### Written task:
Reproduce verbatim the stretch of rows below from the line containing "mark the region of the glass" through the end of the rows.

* BEGIN The data *

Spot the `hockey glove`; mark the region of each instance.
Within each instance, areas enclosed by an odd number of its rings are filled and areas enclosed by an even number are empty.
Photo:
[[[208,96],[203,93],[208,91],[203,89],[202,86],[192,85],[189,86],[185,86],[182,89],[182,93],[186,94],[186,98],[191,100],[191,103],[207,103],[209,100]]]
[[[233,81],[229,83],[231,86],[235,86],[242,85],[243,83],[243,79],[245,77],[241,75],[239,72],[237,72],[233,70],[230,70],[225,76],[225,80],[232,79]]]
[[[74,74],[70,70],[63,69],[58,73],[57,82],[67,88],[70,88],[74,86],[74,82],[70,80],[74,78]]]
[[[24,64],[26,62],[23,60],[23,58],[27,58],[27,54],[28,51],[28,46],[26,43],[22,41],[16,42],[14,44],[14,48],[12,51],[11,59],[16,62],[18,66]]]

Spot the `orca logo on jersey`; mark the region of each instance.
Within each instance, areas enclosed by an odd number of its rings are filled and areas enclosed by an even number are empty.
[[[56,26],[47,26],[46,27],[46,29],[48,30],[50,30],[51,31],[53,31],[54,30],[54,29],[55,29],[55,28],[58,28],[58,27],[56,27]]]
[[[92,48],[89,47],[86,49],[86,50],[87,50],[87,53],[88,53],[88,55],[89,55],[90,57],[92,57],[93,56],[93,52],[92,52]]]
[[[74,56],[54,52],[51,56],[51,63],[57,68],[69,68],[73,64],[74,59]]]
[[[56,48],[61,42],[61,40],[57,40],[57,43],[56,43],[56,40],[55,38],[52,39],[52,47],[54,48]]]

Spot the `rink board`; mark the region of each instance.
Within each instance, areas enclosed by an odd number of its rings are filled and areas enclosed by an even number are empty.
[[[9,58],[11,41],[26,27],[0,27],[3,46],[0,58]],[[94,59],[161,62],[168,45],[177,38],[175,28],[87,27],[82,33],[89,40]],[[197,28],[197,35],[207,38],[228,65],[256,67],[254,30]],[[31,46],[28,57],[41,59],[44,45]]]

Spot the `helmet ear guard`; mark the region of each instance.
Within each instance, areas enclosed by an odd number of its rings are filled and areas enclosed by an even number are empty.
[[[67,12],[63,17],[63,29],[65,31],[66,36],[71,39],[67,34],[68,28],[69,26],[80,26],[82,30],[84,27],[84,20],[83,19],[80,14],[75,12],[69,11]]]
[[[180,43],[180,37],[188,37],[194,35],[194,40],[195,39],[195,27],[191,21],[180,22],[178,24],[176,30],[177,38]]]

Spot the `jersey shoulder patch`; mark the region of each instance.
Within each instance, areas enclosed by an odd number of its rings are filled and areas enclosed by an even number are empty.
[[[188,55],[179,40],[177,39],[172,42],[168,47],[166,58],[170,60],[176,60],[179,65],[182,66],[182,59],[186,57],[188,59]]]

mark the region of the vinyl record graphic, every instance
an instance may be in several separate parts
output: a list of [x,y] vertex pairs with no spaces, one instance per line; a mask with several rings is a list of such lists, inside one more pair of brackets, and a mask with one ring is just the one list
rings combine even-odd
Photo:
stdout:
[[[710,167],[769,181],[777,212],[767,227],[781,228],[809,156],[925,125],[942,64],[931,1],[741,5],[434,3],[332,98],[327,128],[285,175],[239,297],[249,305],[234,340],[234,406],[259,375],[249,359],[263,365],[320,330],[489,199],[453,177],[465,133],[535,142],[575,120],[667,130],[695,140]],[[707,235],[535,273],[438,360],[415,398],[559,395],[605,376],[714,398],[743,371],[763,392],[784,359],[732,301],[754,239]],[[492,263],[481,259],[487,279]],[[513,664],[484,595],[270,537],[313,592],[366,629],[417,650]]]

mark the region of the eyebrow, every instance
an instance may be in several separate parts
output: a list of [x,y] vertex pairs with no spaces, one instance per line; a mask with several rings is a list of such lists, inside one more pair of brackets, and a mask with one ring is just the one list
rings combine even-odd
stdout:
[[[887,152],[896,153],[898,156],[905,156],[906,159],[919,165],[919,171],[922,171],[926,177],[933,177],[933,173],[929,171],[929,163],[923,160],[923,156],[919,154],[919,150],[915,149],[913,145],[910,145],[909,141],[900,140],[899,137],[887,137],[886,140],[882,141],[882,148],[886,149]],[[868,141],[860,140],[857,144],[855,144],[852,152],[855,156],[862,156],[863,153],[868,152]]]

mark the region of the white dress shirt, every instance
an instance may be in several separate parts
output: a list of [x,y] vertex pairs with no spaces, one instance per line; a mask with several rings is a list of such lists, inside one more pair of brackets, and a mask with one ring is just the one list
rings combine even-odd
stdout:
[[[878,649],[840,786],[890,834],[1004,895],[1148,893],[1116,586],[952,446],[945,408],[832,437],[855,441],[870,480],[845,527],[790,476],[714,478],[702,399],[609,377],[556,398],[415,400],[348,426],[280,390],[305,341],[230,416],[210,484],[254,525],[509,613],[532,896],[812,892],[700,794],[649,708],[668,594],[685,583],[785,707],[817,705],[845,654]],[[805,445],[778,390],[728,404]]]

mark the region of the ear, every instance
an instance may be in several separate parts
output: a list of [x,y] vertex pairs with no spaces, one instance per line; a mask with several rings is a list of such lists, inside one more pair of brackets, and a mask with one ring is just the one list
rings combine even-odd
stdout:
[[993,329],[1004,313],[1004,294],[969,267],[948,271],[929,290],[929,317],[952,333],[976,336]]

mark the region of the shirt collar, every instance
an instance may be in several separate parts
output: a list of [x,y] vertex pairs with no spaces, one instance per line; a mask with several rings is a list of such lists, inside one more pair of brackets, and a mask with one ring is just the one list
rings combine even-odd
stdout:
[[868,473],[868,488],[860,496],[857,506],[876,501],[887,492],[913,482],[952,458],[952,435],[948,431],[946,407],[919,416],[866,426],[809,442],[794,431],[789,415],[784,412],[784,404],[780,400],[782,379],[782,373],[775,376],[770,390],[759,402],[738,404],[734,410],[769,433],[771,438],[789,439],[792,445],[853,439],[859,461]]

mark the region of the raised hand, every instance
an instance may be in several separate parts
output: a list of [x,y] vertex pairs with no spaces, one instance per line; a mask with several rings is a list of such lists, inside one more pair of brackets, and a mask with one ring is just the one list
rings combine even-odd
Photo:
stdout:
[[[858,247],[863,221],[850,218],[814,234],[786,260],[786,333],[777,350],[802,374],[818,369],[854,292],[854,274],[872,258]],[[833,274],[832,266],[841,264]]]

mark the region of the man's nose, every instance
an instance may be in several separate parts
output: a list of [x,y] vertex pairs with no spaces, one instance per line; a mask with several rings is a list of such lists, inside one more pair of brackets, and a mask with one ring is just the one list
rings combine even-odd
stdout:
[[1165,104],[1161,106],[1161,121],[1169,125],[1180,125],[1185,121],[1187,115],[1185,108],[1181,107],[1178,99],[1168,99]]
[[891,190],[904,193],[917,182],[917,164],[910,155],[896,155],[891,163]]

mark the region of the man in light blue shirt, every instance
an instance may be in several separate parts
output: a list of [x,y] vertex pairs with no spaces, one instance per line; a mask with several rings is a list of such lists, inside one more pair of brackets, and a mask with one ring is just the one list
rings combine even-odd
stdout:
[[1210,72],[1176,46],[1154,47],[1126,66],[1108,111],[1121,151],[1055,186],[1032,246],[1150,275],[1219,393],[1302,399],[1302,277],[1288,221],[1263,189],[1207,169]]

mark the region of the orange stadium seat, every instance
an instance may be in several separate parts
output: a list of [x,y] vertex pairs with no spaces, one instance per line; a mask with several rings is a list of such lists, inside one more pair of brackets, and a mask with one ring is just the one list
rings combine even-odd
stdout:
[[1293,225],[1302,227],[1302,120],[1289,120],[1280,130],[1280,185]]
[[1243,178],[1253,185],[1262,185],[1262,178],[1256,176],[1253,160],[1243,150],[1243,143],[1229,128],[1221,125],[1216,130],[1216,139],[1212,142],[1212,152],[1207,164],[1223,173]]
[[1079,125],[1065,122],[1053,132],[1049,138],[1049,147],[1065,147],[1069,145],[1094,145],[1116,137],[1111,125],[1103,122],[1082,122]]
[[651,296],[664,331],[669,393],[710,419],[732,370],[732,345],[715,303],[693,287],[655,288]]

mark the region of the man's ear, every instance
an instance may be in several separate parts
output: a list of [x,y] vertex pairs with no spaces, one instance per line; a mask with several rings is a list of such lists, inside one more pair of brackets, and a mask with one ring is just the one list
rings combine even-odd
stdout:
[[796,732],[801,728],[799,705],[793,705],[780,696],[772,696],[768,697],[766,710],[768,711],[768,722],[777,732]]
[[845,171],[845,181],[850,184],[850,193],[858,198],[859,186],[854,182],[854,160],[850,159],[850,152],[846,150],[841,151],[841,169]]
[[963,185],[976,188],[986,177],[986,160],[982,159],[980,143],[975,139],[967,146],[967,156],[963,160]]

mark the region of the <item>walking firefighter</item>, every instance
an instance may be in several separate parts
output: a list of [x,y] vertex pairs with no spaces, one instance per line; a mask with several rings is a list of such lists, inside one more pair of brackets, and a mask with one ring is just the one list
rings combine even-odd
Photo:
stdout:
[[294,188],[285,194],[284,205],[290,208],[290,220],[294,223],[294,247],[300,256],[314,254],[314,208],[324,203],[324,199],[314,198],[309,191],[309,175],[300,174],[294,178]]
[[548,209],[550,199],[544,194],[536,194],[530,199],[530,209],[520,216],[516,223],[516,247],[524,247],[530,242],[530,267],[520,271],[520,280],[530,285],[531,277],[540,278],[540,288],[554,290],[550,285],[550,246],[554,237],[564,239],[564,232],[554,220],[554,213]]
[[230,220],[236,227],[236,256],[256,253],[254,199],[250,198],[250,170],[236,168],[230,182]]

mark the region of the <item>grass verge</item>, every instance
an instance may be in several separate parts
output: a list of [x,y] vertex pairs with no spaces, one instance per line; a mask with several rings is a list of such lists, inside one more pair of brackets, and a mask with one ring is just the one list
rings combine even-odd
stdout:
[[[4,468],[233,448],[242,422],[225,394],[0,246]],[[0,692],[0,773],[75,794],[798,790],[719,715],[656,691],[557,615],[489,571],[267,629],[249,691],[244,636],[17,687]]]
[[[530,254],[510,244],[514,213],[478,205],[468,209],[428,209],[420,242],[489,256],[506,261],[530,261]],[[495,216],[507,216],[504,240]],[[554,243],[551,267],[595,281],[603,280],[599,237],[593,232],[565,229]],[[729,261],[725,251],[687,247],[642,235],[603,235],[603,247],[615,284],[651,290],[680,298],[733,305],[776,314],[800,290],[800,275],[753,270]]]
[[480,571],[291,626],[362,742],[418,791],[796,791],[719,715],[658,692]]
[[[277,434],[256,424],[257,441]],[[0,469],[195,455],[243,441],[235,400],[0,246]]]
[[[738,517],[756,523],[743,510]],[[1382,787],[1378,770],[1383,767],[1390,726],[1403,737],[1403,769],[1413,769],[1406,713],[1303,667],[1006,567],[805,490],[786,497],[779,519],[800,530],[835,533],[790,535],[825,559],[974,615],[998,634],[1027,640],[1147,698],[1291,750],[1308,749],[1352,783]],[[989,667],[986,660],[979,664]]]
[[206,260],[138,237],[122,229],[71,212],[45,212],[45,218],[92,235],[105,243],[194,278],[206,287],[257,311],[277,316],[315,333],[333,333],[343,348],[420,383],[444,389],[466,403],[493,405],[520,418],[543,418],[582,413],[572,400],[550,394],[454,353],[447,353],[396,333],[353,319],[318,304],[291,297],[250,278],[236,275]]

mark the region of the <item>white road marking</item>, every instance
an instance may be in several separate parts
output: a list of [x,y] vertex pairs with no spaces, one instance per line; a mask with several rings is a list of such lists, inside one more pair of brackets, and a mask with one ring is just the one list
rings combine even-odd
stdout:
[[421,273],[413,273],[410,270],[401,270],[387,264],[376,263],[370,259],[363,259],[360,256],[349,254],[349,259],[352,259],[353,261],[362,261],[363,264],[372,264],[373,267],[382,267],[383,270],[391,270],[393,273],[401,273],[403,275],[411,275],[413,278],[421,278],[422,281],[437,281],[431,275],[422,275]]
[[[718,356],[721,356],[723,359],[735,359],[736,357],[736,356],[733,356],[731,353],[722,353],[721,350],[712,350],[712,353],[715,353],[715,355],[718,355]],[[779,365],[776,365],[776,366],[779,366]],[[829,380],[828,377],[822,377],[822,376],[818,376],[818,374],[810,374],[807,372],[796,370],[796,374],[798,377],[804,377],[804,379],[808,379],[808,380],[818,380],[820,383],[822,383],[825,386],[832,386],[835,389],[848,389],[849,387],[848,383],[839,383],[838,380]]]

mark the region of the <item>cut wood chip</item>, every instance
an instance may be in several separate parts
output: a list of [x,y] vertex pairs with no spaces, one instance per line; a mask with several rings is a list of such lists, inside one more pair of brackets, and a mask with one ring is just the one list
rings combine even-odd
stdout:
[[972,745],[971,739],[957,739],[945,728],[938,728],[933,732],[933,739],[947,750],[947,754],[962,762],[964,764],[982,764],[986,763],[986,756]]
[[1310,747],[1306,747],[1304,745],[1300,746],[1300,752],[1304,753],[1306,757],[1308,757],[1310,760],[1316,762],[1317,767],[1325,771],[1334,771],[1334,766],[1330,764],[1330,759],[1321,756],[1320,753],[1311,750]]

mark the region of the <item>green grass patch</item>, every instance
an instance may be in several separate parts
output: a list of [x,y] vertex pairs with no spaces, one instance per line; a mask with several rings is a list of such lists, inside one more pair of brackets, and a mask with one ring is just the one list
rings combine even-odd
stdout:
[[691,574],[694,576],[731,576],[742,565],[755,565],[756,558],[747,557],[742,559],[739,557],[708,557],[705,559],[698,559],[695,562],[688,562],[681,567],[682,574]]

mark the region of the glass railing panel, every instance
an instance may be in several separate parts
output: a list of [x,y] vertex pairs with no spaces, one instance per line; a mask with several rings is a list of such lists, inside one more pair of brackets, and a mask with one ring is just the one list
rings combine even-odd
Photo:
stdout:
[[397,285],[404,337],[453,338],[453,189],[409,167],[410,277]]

* END The data *

### Reply:
mark the region of the glass railing panel, every instance
an instance may be in several separate parts
output: a list of [x,y] vertex pairs with no spaces, one instance per line; a mask with several rings is a list of such lists, inside one more pair of brackets, and a mask with one ring is just the one list
rings combine even-odd
Photo:
stdout:
[[397,285],[404,337],[453,338],[453,189],[409,167],[410,277]]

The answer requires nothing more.